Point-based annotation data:
# # # # #

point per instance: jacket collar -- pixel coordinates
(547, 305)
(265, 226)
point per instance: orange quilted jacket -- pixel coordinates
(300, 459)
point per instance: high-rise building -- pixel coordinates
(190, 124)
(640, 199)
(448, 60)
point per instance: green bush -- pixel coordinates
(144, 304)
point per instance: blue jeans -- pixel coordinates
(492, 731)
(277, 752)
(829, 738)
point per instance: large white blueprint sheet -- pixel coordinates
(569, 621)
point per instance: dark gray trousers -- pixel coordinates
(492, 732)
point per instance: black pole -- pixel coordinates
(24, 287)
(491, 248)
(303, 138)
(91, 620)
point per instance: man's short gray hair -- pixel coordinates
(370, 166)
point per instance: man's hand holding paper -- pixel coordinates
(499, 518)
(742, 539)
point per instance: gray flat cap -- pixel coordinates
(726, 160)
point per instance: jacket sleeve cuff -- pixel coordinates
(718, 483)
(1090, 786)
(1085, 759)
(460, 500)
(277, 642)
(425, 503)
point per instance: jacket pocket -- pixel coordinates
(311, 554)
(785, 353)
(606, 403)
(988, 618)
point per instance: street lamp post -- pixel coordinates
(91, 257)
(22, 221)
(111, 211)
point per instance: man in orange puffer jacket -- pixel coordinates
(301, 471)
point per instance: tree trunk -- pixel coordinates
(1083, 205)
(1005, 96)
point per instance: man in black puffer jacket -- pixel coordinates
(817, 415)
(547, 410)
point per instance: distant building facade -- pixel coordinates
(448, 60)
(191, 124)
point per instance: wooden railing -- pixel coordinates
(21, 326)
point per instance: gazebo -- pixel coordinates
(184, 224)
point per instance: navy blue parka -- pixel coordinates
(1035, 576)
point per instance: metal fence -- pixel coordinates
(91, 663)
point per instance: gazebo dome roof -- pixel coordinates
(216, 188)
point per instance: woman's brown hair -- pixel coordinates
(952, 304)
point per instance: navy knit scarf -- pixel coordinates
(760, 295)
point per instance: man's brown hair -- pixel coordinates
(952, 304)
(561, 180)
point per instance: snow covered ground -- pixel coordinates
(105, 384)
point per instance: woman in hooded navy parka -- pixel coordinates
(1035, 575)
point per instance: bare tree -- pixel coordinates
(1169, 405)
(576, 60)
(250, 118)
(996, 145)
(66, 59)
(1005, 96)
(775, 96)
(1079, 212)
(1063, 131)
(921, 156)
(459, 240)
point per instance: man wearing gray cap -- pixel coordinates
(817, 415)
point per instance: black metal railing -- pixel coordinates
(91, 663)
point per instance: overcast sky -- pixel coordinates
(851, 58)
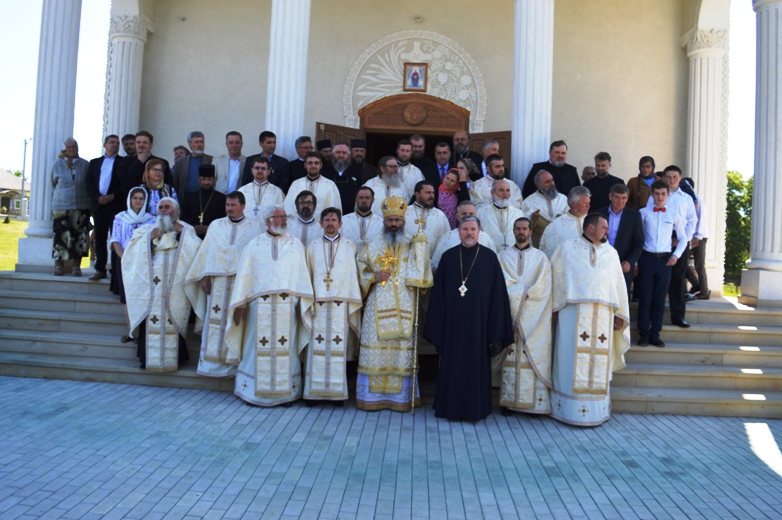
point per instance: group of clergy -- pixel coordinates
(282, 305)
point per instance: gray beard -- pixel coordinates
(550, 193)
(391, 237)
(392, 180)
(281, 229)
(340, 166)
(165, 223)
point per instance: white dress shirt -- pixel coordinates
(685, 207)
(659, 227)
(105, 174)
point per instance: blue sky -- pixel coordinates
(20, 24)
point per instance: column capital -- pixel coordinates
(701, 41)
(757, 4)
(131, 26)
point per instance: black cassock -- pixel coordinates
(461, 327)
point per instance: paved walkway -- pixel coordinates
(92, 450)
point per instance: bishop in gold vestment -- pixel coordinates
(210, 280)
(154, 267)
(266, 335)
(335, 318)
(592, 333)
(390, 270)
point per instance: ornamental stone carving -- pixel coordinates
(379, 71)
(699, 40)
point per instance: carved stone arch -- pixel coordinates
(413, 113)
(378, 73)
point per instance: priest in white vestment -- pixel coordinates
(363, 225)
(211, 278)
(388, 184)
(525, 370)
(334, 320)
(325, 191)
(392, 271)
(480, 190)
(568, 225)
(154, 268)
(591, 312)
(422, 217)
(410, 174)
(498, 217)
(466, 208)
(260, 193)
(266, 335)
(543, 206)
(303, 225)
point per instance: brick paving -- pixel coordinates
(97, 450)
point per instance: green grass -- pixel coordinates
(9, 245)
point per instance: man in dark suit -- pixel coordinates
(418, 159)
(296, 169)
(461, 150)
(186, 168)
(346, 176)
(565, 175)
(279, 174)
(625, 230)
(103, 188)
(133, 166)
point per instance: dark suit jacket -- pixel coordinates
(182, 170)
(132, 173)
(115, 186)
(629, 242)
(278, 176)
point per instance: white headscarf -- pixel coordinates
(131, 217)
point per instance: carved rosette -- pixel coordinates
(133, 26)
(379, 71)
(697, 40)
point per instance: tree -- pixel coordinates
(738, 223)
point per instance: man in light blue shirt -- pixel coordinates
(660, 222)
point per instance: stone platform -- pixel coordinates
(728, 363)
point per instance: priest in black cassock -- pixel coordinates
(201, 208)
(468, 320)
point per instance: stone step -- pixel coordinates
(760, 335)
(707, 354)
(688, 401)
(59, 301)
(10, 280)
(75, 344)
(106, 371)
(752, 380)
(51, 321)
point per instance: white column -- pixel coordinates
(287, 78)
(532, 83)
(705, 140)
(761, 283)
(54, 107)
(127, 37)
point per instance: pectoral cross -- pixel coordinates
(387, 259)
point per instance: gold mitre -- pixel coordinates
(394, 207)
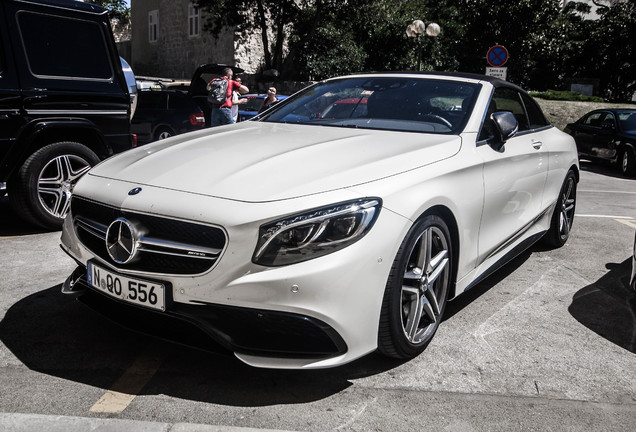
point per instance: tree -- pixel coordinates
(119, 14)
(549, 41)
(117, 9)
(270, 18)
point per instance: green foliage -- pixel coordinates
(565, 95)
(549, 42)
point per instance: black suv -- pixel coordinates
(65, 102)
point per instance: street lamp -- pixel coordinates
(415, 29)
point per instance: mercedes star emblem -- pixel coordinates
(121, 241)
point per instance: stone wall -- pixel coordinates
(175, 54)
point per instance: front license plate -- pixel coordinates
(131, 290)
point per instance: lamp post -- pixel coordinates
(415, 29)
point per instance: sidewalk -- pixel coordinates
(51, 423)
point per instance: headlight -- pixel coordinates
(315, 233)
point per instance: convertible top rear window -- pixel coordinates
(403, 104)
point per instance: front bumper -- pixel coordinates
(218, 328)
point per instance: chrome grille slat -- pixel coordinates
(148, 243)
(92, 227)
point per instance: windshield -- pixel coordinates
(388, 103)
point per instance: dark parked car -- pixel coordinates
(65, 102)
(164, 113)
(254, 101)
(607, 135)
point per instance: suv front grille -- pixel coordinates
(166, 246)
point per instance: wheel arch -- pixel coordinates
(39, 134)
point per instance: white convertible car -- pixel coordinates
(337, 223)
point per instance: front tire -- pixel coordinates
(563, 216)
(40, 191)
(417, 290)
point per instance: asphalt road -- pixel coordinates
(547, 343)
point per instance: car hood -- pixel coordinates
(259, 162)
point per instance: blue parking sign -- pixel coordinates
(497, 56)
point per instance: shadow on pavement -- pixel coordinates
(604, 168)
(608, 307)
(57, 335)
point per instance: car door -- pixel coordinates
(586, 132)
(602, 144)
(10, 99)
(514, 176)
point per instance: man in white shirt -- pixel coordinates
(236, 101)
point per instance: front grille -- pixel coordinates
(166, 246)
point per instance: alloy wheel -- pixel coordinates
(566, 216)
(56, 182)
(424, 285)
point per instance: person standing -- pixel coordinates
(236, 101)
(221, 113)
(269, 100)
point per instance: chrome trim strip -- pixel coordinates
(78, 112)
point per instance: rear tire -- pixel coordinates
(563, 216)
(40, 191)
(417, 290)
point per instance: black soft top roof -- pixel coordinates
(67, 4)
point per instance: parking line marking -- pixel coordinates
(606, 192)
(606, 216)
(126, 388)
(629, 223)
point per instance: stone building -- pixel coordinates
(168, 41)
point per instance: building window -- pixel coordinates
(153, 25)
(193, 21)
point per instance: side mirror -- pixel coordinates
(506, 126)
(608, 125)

# # # # #

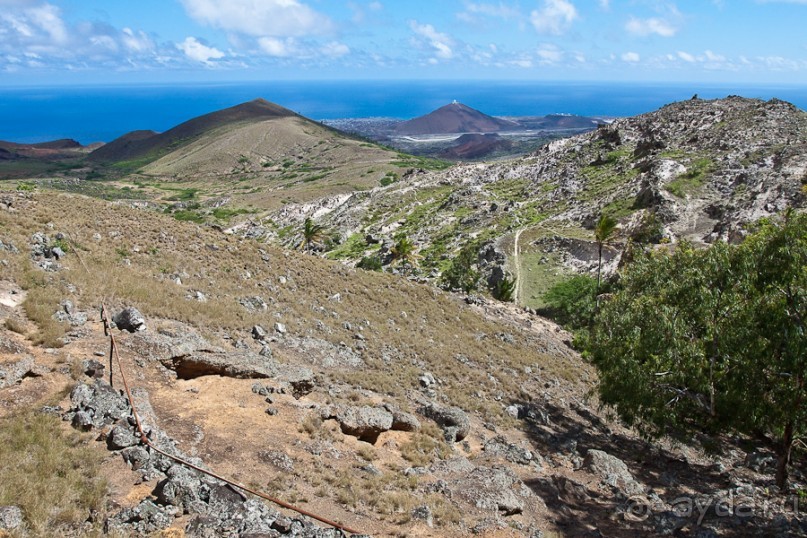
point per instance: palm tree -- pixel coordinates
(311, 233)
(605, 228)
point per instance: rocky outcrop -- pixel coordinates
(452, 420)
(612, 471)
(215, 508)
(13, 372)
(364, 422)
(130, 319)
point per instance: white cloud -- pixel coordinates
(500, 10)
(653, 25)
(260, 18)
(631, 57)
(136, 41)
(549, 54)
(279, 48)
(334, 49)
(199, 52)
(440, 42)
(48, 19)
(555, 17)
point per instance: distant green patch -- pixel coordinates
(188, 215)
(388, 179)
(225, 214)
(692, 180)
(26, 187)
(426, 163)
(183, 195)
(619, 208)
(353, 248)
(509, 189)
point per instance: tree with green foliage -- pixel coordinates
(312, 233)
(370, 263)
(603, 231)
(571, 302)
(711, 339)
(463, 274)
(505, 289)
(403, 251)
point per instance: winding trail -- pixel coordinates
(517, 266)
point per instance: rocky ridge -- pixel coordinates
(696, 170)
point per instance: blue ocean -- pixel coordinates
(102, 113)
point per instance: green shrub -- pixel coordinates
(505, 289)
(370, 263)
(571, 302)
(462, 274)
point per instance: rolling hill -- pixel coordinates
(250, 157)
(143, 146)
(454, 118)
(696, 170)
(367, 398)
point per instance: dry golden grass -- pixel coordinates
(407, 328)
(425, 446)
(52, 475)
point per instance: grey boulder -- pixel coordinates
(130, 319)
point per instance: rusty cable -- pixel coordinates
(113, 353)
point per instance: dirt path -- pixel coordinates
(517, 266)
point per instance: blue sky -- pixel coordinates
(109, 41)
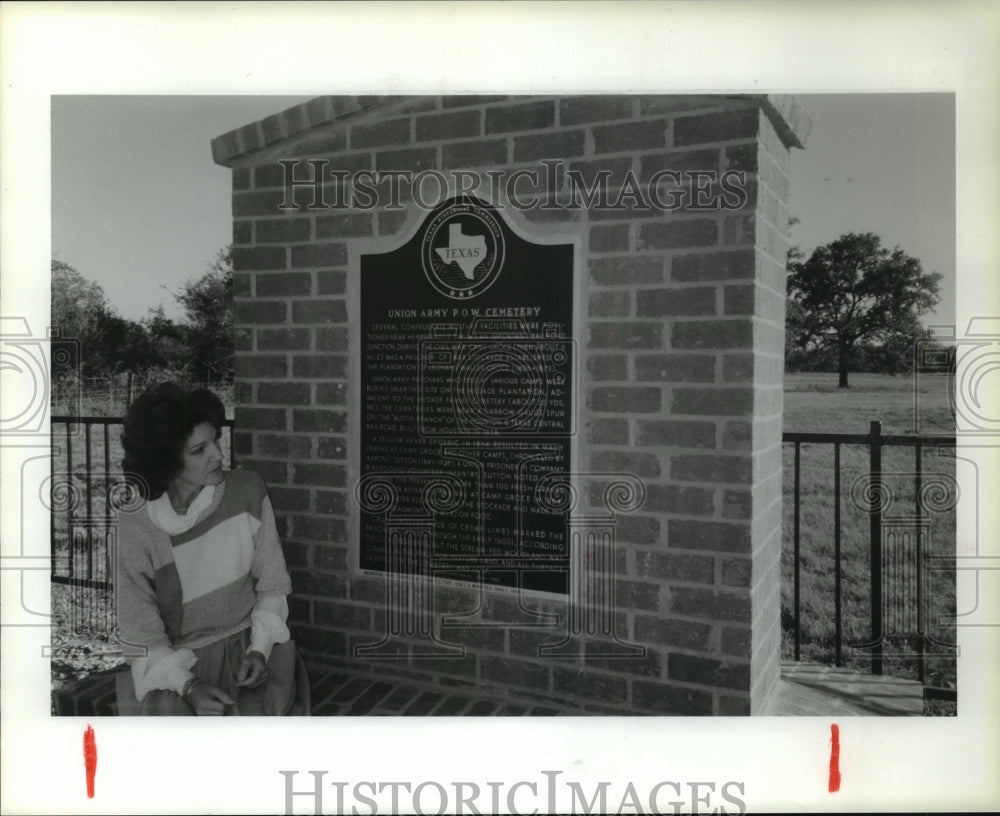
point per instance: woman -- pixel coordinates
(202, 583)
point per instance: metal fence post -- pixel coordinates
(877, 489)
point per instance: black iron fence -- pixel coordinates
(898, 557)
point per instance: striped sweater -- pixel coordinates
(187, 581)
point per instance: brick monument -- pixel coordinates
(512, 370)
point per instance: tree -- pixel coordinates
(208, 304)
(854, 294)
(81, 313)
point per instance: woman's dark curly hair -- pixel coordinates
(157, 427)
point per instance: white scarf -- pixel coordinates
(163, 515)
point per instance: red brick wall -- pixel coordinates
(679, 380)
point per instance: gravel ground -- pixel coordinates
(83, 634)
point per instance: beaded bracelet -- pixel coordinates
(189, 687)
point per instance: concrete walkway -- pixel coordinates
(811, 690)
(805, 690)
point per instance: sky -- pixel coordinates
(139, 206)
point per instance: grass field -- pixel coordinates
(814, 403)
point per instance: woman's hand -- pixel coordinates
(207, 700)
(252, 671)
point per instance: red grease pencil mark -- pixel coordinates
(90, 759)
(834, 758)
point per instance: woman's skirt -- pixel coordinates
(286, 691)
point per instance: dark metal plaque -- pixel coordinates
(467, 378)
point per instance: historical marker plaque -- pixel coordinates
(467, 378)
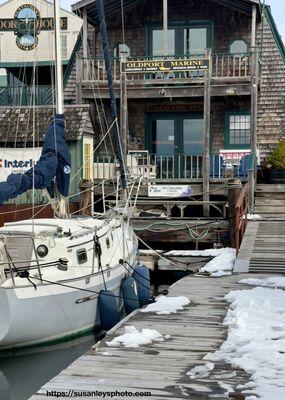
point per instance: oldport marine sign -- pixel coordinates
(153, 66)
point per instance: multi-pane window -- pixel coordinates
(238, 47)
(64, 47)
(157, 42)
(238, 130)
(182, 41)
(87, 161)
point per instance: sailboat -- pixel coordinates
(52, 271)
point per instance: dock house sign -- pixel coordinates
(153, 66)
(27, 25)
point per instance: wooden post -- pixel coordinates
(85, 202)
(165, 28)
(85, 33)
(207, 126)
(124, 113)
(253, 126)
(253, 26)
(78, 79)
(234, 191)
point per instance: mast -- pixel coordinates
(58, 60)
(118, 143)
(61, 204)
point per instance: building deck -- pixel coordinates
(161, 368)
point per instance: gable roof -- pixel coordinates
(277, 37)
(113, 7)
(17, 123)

# # # # #

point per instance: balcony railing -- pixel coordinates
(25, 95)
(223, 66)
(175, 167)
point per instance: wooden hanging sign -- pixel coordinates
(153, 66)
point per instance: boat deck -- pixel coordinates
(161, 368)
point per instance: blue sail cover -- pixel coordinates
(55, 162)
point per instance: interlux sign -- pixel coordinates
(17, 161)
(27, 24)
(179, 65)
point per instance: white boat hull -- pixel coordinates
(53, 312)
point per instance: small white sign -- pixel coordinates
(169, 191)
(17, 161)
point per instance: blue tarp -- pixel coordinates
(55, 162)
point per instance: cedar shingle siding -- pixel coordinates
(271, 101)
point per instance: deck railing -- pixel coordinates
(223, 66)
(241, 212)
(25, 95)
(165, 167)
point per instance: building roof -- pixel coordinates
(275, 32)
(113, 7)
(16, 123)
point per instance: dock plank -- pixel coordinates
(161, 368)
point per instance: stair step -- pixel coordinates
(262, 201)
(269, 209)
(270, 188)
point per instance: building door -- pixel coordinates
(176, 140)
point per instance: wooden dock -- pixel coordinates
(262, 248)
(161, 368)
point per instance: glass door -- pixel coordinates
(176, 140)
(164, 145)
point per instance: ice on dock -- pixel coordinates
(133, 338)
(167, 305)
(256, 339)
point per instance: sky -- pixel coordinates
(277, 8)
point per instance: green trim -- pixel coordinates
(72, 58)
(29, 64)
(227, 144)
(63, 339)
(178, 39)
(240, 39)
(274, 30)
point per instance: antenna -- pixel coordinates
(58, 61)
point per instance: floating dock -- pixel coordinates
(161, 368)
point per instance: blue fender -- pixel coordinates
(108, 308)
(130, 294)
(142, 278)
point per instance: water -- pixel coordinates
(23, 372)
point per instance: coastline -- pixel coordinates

# # # # #

OBJECTIVE: Quote the lines of the items above, beginning with the line that contains "point per instance: floating" and ending after the line that contains "point per instance: coastline".

ANSWER TO THIS EXERCISE:
point per instance: floating dock -- pixel coordinates
(161, 368)
point per instance: blue fender -- pixel coordinates
(108, 308)
(130, 294)
(142, 278)
point per instance: water -- pixel coordinates
(23, 372)
point per instance: coastline -- pixel coordinates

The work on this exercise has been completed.